EXERCISE | Copy the listing below word for word, leaving out the picture.

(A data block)
## start
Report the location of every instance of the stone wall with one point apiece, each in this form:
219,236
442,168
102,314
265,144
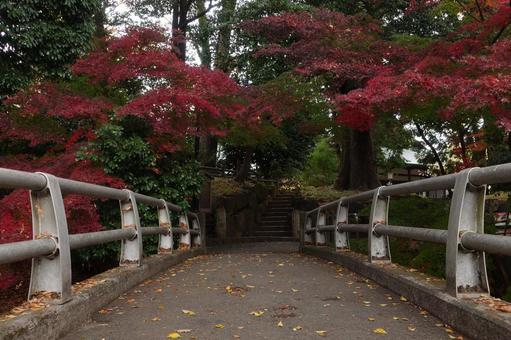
## end
ANSWER FOR THIS EXERCISE |
Report the location of every instance of the stone wall with one point apiece, each in this form:
219,236
442,168
102,314
265,144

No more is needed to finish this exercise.